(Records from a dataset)
* * * *

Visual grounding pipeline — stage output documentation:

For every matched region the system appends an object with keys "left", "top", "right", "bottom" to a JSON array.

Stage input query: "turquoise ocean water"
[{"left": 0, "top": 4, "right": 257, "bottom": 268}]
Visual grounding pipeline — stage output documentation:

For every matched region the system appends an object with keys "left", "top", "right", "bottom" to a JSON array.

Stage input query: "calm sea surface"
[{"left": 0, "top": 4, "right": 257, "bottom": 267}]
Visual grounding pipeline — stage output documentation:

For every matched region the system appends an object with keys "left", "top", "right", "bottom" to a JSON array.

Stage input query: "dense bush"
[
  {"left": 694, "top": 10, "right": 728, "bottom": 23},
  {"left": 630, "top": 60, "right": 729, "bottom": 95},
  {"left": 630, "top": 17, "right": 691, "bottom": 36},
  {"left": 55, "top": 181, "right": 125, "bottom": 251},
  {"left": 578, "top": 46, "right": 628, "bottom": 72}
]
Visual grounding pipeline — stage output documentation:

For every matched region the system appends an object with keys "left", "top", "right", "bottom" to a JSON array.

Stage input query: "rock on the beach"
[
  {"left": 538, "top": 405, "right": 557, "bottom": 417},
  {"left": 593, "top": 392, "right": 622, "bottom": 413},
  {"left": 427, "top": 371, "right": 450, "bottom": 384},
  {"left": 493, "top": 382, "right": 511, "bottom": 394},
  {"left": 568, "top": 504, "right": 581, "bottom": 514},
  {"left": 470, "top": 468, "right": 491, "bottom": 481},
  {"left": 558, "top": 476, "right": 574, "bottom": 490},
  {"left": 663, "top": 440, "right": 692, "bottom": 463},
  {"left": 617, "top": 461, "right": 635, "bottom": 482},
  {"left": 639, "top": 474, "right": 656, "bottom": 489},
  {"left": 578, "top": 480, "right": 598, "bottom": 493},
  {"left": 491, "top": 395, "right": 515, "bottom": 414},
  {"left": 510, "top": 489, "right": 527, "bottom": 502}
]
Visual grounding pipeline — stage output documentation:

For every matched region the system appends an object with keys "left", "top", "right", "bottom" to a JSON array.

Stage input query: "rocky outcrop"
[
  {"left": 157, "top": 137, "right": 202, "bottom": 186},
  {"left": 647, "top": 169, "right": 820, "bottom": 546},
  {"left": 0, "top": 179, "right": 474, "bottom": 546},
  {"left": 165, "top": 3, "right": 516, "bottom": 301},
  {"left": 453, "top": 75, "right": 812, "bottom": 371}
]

* * * *

### ABOUT THIS TASK
I'd like all of the entries written out again exactly as they appear above.

### RESPONSE TO THIS TASK
Visual grounding pipeline — stage output documentation:

For every matched region the system appends an object with keys "left", "top", "right", "bottom" to a JSON array.

Stage input query: "turquoise ocean water"
[{"left": 0, "top": 4, "right": 257, "bottom": 268}]
Visual grounding pipeline — stage output documentation:

For every matched region the system appends an object with keys "left", "top", "right", "bottom" to a JSON array.

Stage input query: "calm sea surface"
[{"left": 0, "top": 4, "right": 257, "bottom": 267}]
Visual grounding pipeline — stage output documentation:

For every matched region the system appends an object with keys "left", "top", "right", "bottom" to a JSON array.

Stage input query: "dense bush"
[
  {"left": 694, "top": 10, "right": 728, "bottom": 23},
  {"left": 630, "top": 60, "right": 729, "bottom": 95},
  {"left": 630, "top": 17, "right": 691, "bottom": 36},
  {"left": 55, "top": 181, "right": 125, "bottom": 251},
  {"left": 578, "top": 46, "right": 628, "bottom": 72}
]
Visual grounding pipeline — stage output documentation:

For every matched region the system appends an object with keys "left", "top", "right", "bottom" to a JSON array.

Stage input query: "rock on the beach"
[
  {"left": 538, "top": 405, "right": 557, "bottom": 417},
  {"left": 593, "top": 392, "right": 622, "bottom": 413},
  {"left": 427, "top": 371, "right": 450, "bottom": 384},
  {"left": 493, "top": 382, "right": 511, "bottom": 394},
  {"left": 568, "top": 504, "right": 581, "bottom": 514},
  {"left": 470, "top": 468, "right": 491, "bottom": 481},
  {"left": 558, "top": 476, "right": 574, "bottom": 490},
  {"left": 663, "top": 440, "right": 692, "bottom": 463},
  {"left": 617, "top": 461, "right": 635, "bottom": 482},
  {"left": 639, "top": 474, "right": 656, "bottom": 489},
  {"left": 578, "top": 480, "right": 598, "bottom": 493},
  {"left": 491, "top": 395, "right": 515, "bottom": 414},
  {"left": 510, "top": 489, "right": 527, "bottom": 502}
]
Visual grounding pipeline — stage output documentation:

For every matched region the system appends an object with keys "left", "top", "right", "bottom" to a JSON array.

Stage input query: "rocky outcrop"
[
  {"left": 157, "top": 137, "right": 202, "bottom": 186},
  {"left": 647, "top": 169, "right": 820, "bottom": 546},
  {"left": 0, "top": 179, "right": 474, "bottom": 546},
  {"left": 165, "top": 3, "right": 516, "bottom": 301},
  {"left": 453, "top": 75, "right": 812, "bottom": 371}
]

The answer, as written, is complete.